--- Requirements ---
Gather every line of the records below that contains the word "runs" and copy each of those lines unchanged.

--- Task data ---
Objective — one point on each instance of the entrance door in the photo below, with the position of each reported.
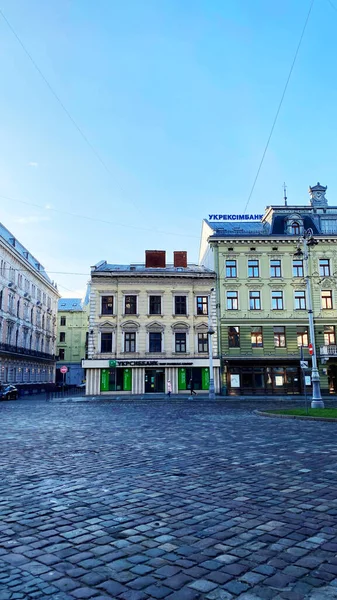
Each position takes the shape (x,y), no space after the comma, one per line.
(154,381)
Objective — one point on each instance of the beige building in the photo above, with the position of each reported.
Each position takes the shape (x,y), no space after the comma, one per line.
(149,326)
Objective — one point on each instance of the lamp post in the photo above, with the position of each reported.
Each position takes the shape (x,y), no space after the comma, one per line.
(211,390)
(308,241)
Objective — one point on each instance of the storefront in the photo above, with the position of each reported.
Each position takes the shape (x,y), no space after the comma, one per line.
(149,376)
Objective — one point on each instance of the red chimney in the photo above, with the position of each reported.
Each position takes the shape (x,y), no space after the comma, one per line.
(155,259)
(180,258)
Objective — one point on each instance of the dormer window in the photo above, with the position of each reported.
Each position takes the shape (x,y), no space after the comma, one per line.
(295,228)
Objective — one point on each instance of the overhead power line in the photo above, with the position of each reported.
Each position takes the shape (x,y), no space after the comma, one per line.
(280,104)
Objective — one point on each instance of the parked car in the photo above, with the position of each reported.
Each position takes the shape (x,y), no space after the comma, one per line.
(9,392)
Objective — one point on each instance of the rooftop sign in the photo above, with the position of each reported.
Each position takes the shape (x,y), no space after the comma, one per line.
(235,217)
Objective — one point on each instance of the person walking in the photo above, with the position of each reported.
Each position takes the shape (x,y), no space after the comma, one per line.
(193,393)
---
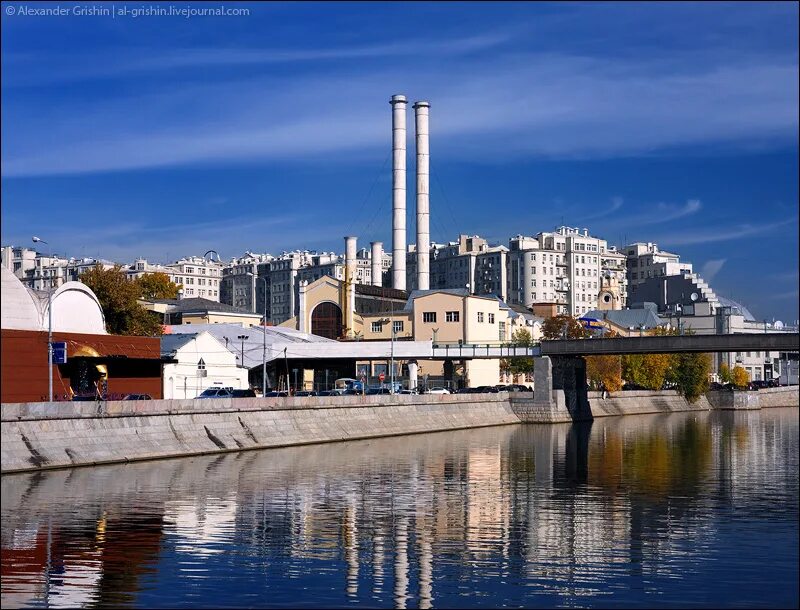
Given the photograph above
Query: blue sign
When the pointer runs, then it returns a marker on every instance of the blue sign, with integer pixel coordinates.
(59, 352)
...
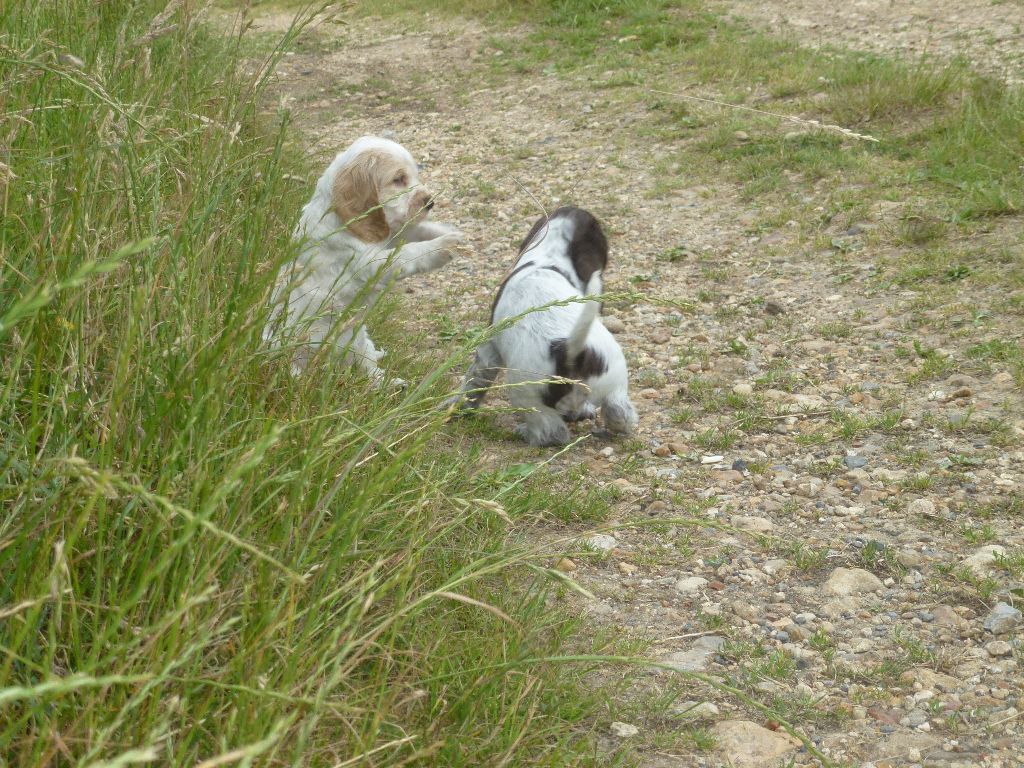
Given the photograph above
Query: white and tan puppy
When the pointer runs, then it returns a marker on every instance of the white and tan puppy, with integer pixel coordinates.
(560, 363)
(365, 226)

--- Answer to the problem ---
When the pointer runs, then it returns a marker on every instance of the blue sign, with integer pixel coordinates.
When the pointer runs, then it returns a marker on every instance of the white and tan puppy, with integer pixel coordinates.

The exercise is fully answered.